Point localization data
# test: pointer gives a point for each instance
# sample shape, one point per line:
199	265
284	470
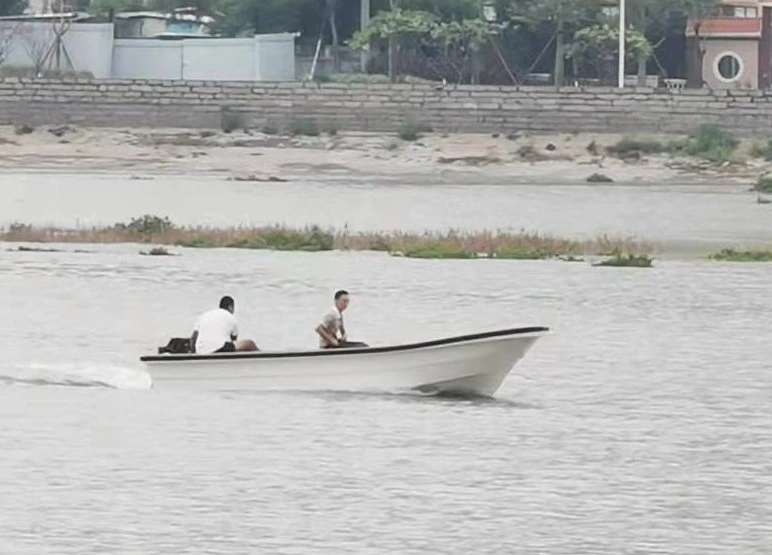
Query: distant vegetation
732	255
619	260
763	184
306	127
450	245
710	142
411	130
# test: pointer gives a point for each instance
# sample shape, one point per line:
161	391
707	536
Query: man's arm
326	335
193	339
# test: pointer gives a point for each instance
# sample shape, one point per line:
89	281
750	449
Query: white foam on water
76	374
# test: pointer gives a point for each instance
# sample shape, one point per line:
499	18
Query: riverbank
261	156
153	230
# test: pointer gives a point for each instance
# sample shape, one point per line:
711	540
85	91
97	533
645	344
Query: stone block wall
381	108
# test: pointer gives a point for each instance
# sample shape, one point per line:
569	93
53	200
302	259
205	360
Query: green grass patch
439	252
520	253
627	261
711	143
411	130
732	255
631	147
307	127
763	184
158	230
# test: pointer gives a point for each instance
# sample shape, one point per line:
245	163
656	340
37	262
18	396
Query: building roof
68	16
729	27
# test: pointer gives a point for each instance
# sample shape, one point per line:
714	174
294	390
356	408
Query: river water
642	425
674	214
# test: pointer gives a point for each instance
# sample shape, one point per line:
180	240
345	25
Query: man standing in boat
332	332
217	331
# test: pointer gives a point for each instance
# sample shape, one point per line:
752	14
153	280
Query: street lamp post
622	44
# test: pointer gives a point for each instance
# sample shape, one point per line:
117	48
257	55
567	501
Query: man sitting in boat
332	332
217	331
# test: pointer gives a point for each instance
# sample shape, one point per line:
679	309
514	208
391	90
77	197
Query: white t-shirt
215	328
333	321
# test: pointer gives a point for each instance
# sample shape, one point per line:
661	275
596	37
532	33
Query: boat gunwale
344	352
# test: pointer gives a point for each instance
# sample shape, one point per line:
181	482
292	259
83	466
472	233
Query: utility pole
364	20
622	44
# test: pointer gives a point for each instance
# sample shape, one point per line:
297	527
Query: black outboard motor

--

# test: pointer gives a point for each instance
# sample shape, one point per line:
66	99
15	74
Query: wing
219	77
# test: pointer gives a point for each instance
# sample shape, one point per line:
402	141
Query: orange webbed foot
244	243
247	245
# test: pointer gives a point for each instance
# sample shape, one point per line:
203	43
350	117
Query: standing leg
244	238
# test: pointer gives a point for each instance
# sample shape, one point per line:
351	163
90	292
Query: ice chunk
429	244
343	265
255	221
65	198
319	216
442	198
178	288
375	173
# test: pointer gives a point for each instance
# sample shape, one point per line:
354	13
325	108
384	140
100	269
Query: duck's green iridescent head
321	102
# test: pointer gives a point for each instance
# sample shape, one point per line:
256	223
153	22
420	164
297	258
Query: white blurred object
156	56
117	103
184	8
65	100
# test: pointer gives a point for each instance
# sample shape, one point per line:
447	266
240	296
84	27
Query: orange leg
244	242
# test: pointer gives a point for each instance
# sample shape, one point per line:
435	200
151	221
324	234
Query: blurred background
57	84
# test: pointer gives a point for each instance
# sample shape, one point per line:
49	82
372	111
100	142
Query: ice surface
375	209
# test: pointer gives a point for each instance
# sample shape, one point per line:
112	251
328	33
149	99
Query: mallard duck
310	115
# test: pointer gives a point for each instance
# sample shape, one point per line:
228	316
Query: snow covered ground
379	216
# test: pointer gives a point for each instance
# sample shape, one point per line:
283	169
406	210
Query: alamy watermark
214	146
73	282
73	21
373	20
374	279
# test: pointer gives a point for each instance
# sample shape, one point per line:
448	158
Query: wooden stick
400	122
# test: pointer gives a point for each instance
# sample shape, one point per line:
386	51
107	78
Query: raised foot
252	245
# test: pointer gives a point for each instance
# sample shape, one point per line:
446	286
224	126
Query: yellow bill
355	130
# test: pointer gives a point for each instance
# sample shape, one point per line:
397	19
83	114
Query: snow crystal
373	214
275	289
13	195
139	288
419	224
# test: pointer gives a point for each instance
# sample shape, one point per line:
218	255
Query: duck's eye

### YOUR TASK:
Reproduce only the lines above, starting at the line with "Query: white foam on water" and ending at the line with "Query: black outboard motor", exactly as written.

### EXERCISE SOLUTION:
Query: white foam on water
76	374
# test: pointer gives a point for each instance
# sample shape, one point per line:
499	18
Query: riverbank
261	156
153	230
# test: pointer gives a point for each instance
# sample shape, one point per line:
711	540
85	91
97	533
645	344
Query: stone block wall
381	108
# test: pointer gives a point for each instance
# sample shape, one point per line:
569	93
53	200
302	259
205	360
Query: green grass patch
439	252
520	253
627	261
711	143
411	130
732	255
631	147
307	127
763	184
158	230
# test: pointer gives a point for each instance
# sample shape, one point per line:
245	163
656	340
37	262
18	396
Query: building roof
68	16
729	27
# test: pointer gives a point for each instance
# sample shape, one point per line:
714	174
294	390
356	408
Query: river water
642	425
674	214
# test: pointer gives a point for each instance
# sample shape, one point per line:
180	240
345	25
Query: man standing in boat
332	332
217	331
# test: pointer gives a point for each instance
# sample shape, one point per line:
752	14
153	280
Query: street lamp post
622	44
# test: pointer gives a point for each instance
# sample shape, one point per line:
117	48
257	55
567	501
Query: man sitting in boat
332	332
217	331
# test: pointer gives a point for each instance
# sample shape, one point per line:
679	309
514	208
391	90
77	197
Query: white t-shirt
215	328
333	321
# test: pointer gives a point for each instance
# sample shape, one point per line:
661	275
596	37
532	33
Query: boat gunwale
344	352
# test: pointer gives a point for each instance
# sample shape, one point per line:
181	482
292	259
83	466
472	233
Query: utility pole
364	20
622	44
# test: pointer gives a point for each instance
# sample shape, one point per line:
297	527
Query: black outboard motor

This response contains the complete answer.